__TEXT PASSAGE__
2014-04-22 Thread Marcin Cylke
Hi

I have a Spark job that reads files from HDFS, does some pretty basic
transformations, then writes it to some other location on hdfs.

I'm running this job with spark-0.9.1-rc3, on Hadoop Yarn with Kerberos 
security enabled. 

One of my approaches to fixing this issue was changing SparkConf, so 
I've added:

"spark.test.disableBlockManagerHeartBeat", "true"
"spark.serializer", "org.apache.spark.serializer.KryoSerializer"
"spark.default.parallelism", "1000"

This did not help.

My Spark Job is failing with the following error. Is this a known issue? 
Should I provide more details, if so, about which parts of my configuration?

14/04/22 11:59:58 ERROR executor.Executor: Exception in task ID 2866
java.io.IOException: Filesystem closed
at org.apache.hadoop.hdfs.DFSClient.checkOpen(DFSClient.java:565)
at 
org.apache.hadoop.hdfs.DFSInputStream.readWithStrategy(DFSInputStream.java:648)
at org.apache.hadoop.hdfs.DFSInputStream.read(DFSInputStream.java:706)

__PROBLEMS TO WORK ON__
1 – According to the Spark post, which Spark version is the job run with?
2 – Reproduce the part of the Spark post that opens with the words containing "2014-04-22 Thread Marcin" and closes with "location on hdfs.".
The lines that come next are separate material and have no connection to the Spark post.

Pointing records

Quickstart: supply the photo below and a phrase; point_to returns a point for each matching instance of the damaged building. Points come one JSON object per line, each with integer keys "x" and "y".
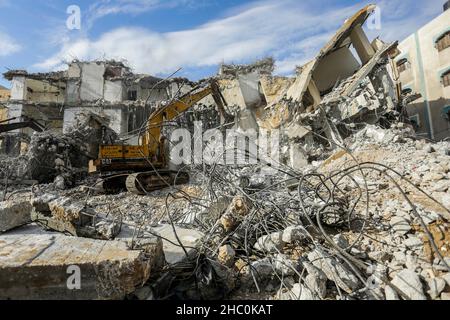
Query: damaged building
{"x": 357, "y": 208}
{"x": 107, "y": 89}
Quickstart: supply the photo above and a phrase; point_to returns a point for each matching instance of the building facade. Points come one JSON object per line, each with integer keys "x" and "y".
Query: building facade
{"x": 424, "y": 68}
{"x": 5, "y": 94}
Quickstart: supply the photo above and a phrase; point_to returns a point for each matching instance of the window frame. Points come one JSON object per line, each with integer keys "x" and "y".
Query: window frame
{"x": 445, "y": 79}
{"x": 443, "y": 42}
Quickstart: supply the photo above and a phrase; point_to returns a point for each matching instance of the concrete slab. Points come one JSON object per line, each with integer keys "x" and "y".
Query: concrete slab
{"x": 35, "y": 264}
{"x": 172, "y": 251}
{"x": 14, "y": 214}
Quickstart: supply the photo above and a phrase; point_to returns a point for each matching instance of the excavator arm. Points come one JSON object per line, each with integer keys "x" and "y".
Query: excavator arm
{"x": 177, "y": 107}
{"x": 150, "y": 152}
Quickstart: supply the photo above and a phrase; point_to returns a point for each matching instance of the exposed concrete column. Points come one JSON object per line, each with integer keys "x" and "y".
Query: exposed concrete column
{"x": 315, "y": 93}
{"x": 362, "y": 44}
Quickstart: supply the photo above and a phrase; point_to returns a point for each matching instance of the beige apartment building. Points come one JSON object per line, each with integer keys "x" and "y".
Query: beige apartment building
{"x": 424, "y": 68}
{"x": 5, "y": 94}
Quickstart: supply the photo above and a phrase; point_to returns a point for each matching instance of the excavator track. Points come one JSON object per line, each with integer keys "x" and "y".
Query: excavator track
{"x": 145, "y": 182}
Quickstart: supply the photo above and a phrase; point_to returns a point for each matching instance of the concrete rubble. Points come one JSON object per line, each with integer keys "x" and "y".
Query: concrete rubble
{"x": 356, "y": 208}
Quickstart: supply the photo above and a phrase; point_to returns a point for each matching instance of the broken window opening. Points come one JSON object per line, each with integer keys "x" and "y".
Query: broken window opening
{"x": 443, "y": 42}
{"x": 402, "y": 65}
{"x": 406, "y": 91}
{"x": 415, "y": 121}
{"x": 132, "y": 95}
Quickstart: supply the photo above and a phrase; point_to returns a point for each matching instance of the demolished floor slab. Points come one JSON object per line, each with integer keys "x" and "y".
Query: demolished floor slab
{"x": 36, "y": 265}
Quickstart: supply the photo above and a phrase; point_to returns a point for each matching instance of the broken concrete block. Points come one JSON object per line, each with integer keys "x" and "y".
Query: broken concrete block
{"x": 14, "y": 214}
{"x": 226, "y": 255}
{"x": 400, "y": 225}
{"x": 283, "y": 265}
{"x": 235, "y": 212}
{"x": 42, "y": 265}
{"x": 409, "y": 285}
{"x": 270, "y": 243}
{"x": 173, "y": 251}
{"x": 334, "y": 270}
{"x": 294, "y": 233}
{"x": 73, "y": 217}
{"x": 390, "y": 293}
{"x": 298, "y": 292}
{"x": 436, "y": 286}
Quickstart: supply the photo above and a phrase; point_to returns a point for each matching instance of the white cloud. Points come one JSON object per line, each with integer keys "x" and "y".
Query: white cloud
{"x": 266, "y": 28}
{"x": 291, "y": 31}
{"x": 8, "y": 45}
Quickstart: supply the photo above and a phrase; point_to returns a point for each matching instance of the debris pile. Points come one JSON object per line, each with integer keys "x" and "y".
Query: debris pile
{"x": 356, "y": 207}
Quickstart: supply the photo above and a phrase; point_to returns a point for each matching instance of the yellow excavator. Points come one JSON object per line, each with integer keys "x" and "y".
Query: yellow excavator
{"x": 143, "y": 168}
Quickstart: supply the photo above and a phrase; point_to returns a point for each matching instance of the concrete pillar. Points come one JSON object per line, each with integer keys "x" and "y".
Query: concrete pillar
{"x": 362, "y": 45}
{"x": 315, "y": 93}
{"x": 19, "y": 88}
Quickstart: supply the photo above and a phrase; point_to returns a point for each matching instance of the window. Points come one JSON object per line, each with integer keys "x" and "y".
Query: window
{"x": 446, "y": 113}
{"x": 406, "y": 91}
{"x": 132, "y": 95}
{"x": 446, "y": 79}
{"x": 443, "y": 42}
{"x": 402, "y": 65}
{"x": 415, "y": 121}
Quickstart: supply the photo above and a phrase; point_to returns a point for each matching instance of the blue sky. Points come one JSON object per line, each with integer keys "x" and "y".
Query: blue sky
{"x": 159, "y": 36}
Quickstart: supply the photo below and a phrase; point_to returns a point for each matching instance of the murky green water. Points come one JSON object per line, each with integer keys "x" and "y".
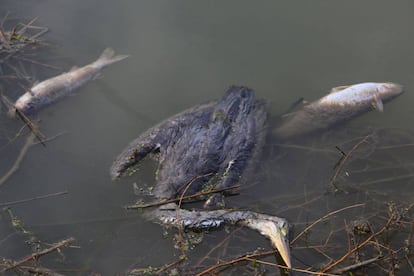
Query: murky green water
{"x": 183, "y": 53}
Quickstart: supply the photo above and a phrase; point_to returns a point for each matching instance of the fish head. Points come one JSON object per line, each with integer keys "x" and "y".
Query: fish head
{"x": 26, "y": 103}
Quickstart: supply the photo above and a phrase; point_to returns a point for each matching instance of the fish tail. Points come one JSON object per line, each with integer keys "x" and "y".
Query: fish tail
{"x": 108, "y": 57}
{"x": 11, "y": 113}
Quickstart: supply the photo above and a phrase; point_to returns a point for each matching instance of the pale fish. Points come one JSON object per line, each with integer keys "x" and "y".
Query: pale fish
{"x": 50, "y": 90}
{"x": 341, "y": 104}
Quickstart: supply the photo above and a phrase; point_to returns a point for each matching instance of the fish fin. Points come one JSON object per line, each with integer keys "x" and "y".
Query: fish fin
{"x": 31, "y": 92}
{"x": 339, "y": 88}
{"x": 378, "y": 104}
{"x": 108, "y": 56}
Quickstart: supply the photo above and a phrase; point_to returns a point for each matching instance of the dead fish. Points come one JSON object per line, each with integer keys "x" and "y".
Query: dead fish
{"x": 51, "y": 90}
{"x": 341, "y": 104}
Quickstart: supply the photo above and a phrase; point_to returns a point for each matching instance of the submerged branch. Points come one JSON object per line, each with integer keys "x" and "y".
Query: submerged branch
{"x": 35, "y": 256}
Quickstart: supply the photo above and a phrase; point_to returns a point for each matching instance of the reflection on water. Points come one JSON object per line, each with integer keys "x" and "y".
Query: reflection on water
{"x": 183, "y": 54}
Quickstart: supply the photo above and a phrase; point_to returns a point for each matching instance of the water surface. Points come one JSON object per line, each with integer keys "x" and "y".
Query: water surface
{"x": 183, "y": 53}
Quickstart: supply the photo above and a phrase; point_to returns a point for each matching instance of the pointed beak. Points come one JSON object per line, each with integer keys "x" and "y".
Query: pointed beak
{"x": 280, "y": 241}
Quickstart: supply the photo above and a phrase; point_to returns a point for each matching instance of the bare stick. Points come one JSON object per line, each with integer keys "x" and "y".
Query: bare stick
{"x": 37, "y": 255}
{"x": 343, "y": 258}
{"x": 343, "y": 160}
{"x": 15, "y": 167}
{"x": 40, "y": 271}
{"x": 32, "y": 199}
{"x": 323, "y": 218}
{"x": 357, "y": 265}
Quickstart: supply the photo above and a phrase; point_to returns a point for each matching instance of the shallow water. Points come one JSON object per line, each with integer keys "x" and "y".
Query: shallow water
{"x": 183, "y": 53}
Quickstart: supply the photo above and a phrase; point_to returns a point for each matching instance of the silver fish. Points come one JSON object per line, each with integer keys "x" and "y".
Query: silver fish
{"x": 341, "y": 104}
{"x": 50, "y": 90}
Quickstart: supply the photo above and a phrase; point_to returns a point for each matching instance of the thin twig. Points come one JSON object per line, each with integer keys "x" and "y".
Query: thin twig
{"x": 15, "y": 167}
{"x": 32, "y": 199}
{"x": 357, "y": 265}
{"x": 37, "y": 255}
{"x": 323, "y": 218}
{"x": 343, "y": 160}
{"x": 344, "y": 257}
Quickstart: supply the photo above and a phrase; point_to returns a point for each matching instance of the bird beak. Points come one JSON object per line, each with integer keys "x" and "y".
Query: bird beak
{"x": 277, "y": 230}
{"x": 280, "y": 241}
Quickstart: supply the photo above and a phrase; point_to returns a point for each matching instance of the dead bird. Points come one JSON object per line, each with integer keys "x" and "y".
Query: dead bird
{"x": 341, "y": 104}
{"x": 51, "y": 90}
{"x": 215, "y": 144}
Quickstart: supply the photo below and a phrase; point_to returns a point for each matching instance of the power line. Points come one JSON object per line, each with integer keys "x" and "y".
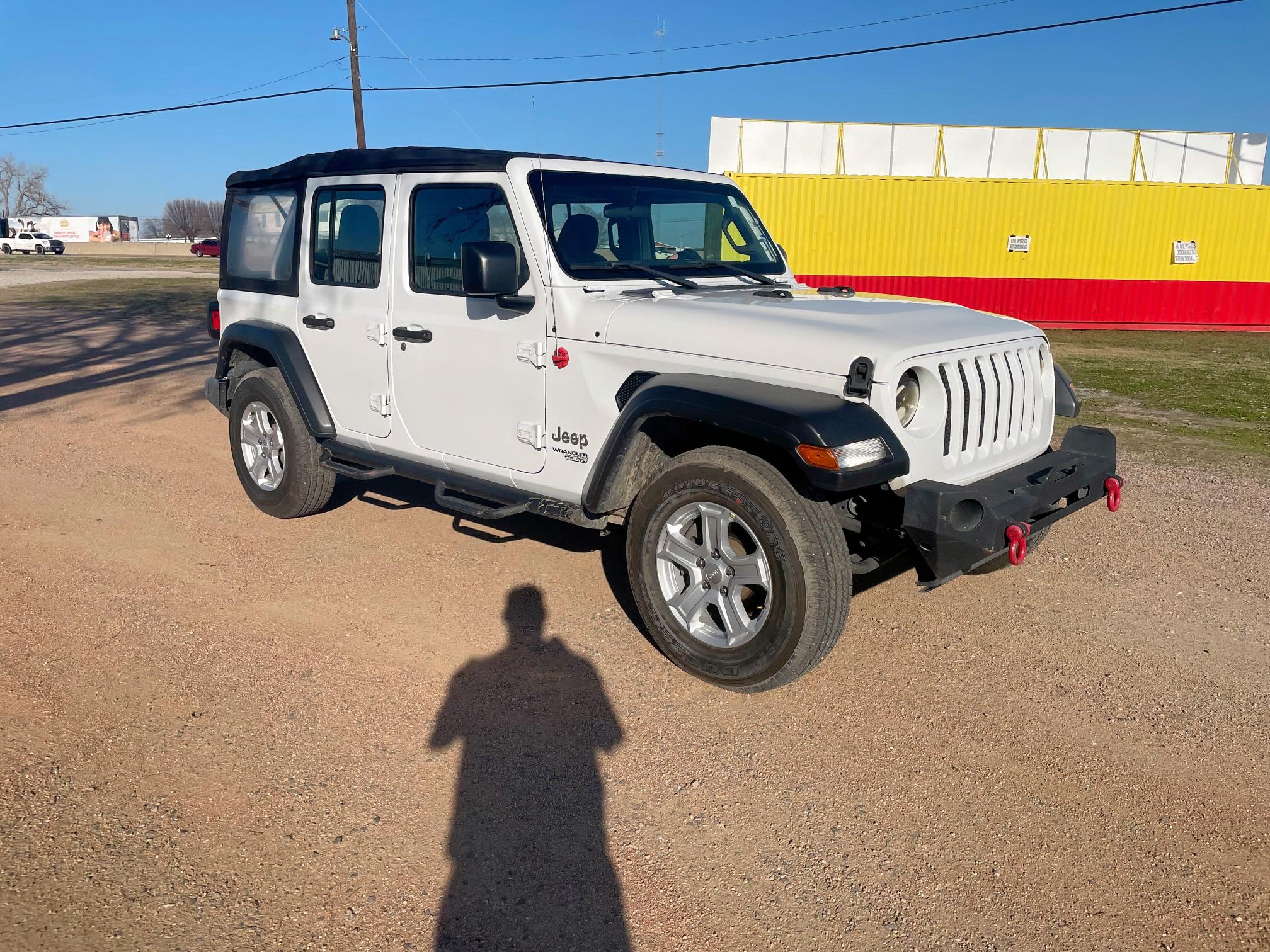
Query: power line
{"x": 699, "y": 70}
{"x": 210, "y": 101}
{"x": 700, "y": 46}
{"x": 442, "y": 96}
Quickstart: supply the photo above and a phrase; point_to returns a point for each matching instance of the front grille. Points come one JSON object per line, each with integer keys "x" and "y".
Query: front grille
{"x": 995, "y": 402}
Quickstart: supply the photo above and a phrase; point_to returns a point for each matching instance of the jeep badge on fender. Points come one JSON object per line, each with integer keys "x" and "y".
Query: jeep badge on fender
{"x": 711, "y": 402}
{"x": 578, "y": 439}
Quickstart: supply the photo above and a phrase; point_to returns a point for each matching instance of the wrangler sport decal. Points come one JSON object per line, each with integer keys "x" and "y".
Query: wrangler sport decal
{"x": 571, "y": 439}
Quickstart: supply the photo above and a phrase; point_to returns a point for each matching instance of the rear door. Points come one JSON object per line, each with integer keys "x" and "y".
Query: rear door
{"x": 346, "y": 293}
{"x": 475, "y": 388}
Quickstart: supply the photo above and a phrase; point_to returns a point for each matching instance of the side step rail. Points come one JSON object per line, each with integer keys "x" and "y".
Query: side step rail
{"x": 470, "y": 507}
{"x": 352, "y": 470}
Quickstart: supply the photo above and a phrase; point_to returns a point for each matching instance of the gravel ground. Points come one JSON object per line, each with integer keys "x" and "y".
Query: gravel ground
{"x": 379, "y": 727}
{"x": 12, "y": 277}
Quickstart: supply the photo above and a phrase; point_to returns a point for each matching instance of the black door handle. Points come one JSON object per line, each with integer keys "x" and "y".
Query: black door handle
{"x": 423, "y": 337}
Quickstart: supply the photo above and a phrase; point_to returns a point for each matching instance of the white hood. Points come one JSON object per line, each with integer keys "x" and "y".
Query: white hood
{"x": 809, "y": 333}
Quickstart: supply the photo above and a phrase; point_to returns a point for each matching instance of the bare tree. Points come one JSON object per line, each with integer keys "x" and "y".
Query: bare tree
{"x": 23, "y": 190}
{"x": 192, "y": 218}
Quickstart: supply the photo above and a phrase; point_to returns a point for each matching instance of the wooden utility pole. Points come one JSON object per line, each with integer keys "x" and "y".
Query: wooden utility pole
{"x": 357, "y": 74}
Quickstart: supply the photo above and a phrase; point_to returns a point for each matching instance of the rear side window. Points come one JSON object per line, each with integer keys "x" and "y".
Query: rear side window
{"x": 347, "y": 236}
{"x": 261, "y": 241}
{"x": 442, "y": 217}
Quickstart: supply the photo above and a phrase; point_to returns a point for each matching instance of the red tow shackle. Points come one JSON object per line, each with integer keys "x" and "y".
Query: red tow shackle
{"x": 1113, "y": 485}
{"x": 1017, "y": 533}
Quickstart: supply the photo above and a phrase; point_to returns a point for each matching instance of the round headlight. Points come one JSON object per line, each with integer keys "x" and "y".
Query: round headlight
{"x": 907, "y": 397}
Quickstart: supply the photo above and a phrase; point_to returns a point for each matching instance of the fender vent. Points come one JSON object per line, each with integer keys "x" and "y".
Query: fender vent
{"x": 630, "y": 385}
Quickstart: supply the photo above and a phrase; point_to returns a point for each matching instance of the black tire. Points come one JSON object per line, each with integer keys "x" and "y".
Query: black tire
{"x": 305, "y": 485}
{"x": 1002, "y": 562}
{"x": 803, "y": 542}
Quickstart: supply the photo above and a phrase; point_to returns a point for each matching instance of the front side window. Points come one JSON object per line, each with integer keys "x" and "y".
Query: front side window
{"x": 261, "y": 239}
{"x": 347, "y": 236}
{"x": 442, "y": 217}
{"x": 630, "y": 222}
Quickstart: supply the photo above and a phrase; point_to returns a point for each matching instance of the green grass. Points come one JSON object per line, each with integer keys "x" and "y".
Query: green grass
{"x": 1201, "y": 394}
{"x": 187, "y": 262}
{"x": 130, "y": 298}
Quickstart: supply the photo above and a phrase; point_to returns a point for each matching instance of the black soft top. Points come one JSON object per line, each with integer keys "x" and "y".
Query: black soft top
{"x": 358, "y": 162}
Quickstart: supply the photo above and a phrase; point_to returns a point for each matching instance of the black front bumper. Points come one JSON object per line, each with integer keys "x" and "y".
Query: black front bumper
{"x": 959, "y": 528}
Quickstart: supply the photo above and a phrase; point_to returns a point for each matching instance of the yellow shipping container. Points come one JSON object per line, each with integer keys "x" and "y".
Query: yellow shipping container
{"x": 1099, "y": 253}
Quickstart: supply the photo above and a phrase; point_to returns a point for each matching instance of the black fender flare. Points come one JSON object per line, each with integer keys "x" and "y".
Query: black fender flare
{"x": 781, "y": 417}
{"x": 289, "y": 357}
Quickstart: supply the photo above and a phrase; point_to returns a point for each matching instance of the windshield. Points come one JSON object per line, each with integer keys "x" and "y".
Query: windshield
{"x": 630, "y": 224}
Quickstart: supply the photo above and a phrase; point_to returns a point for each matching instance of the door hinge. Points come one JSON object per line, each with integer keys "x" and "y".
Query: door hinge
{"x": 532, "y": 352}
{"x": 531, "y": 433}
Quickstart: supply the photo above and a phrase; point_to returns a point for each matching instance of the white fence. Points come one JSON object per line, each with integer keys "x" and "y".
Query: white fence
{"x": 985, "y": 151}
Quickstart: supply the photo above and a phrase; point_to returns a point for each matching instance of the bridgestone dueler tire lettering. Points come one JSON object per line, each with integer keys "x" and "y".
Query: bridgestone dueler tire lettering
{"x": 306, "y": 485}
{"x": 806, "y": 547}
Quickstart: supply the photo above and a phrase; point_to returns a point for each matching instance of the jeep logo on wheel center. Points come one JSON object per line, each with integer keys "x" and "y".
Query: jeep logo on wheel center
{"x": 752, "y": 472}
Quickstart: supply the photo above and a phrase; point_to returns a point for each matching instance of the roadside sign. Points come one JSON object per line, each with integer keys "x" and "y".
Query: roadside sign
{"x": 1185, "y": 253}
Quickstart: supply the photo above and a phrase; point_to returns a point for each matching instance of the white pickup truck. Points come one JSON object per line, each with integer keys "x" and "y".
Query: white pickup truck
{"x": 28, "y": 242}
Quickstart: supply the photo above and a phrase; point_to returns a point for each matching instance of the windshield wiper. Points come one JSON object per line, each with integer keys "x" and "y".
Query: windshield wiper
{"x": 634, "y": 267}
{"x": 724, "y": 266}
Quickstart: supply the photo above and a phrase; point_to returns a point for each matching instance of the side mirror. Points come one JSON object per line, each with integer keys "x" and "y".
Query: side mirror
{"x": 492, "y": 269}
{"x": 489, "y": 268}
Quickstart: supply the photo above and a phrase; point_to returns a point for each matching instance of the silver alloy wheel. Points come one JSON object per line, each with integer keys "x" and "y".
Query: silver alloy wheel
{"x": 261, "y": 441}
{"x": 714, "y": 574}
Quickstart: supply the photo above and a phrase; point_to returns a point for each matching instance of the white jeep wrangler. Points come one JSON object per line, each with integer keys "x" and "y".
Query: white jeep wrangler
{"x": 602, "y": 343}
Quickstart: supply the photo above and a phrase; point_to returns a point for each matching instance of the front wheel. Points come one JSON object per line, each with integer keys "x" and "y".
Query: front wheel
{"x": 741, "y": 579}
{"x": 276, "y": 458}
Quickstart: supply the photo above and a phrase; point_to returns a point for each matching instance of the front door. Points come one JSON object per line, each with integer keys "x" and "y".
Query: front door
{"x": 469, "y": 376}
{"x": 345, "y": 296}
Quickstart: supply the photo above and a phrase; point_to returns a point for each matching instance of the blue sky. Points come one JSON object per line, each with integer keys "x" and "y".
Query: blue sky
{"x": 1201, "y": 70}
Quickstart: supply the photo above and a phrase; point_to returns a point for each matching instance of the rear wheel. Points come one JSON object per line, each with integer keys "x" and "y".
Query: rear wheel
{"x": 741, "y": 579}
{"x": 276, "y": 458}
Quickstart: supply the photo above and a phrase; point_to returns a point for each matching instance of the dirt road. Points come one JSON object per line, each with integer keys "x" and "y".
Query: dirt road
{"x": 224, "y": 732}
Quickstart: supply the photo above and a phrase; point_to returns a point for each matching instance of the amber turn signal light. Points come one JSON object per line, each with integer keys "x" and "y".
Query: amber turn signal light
{"x": 821, "y": 457}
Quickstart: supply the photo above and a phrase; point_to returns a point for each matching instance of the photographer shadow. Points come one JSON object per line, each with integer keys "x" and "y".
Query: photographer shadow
{"x": 527, "y": 843}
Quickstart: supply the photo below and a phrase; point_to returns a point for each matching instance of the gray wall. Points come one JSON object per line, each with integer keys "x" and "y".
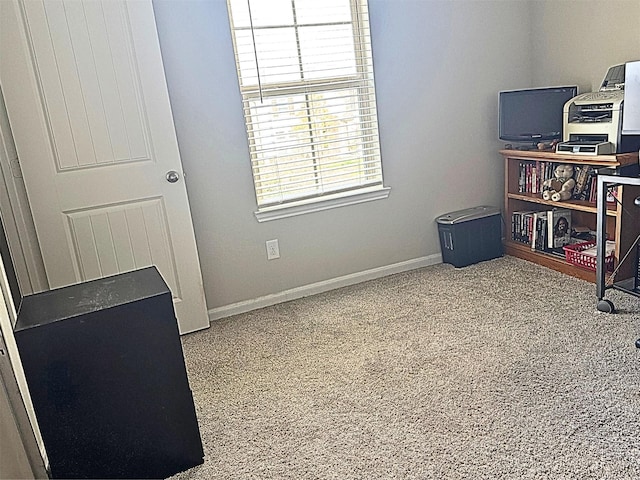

__TASK ANSWERS__
1 – spark-0.9.1-rc3

2 –
2014-04-22 Thread Marcin Cylke
Hi

I have a Spark job that reads files from HDFS, does some pretty basic
transformations, then writes it to some other location on hdfs.